Provided text
Physical human–robot interaction (pHRI) is becoming a crucial part of many industrial applications such as assembly, welding, painting, etc., where dexterous human capabilities can be leveraged along with the precision of industrial robots . Recent advances in machine learning are enabling the traditional robots to adapt to human operators by considering the operator's intention, cognitive and physical state to ensure safe and efficient collaboration . For such adaptive decision algorithms, physiological data such as electromyography, eye-tracking, and electroencephalography (EEG) form indispensable modalities [3,4]. However, learning a generalized decision algorithm using physiological signals is still challenging because of individual differences and temporal changes in physiological signals even within the same subject. In such scenarios, transfer learning approaches are a viable choice [5,6]. This work explores such a transfer learning approach to adapt a learned motor difficulty classification model to new subjects in a physical human–robot interaction experiment.

Supplied information

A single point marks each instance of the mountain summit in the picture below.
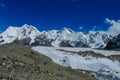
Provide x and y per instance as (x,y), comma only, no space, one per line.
(57,38)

Work instructions
[1] Summarize the passage on physical human–robot interaction in two sentences.
[2] Write the next part of the passage on physical human–robot interaction, picking up after its final sentence.

Outputs by task
[1] Physical human–robot interaction is becoming a crucial part of industrial applications such as assembly, welding, and painting, and machine learning is letting robots adapt to operators by using physiological data such as electromyography, eye-tracking, and EEG. Because these signals vary between individuals and change over time even within the same subject, a generalized decision algorithm is hard to learn, so this work explores transfer learning to adapt a motor difficulty classification model to new subjects.

[2]
Robotic compliance and human sensory feedback are the key aspects of pHRI necessary to adapt the robotic system to new users and tasks and also reduce the chances of physical fatigue induced due to repetitive movements . Some popular control strategies for compliance control are impedance and admittance control [8,9]. These control strategies enable a stiff actuator equipped with position or force sensors to exhibit compliant behavior by rendering virtual dynamics. In such controllers, the robot compliance is rendered using the virtual inertia, damping, or stiffness parameters. One can achieve the desired behavior by tuning these parameters appropriately.
Most importantly, the desired values of these virtual parameters depend on the task type and the contact dynamics between the human and robot [10,11]. For example, increasing the virtual damping improves movement accuracy but requires more human effort whereas decreasing the damping facilitates a low-effort collaboration but that deteriorates the fine movement (FM) accuracy . In addition to the task type, contact dynamics play a major role in the stability of interaction, for instance, the robot becomes unstable while interacting with a stiff environment or even if the operator increases the grasp pressure [12,13]. Therefore, an adaptive control strategy is required to adjust to different users or tasks [11,14].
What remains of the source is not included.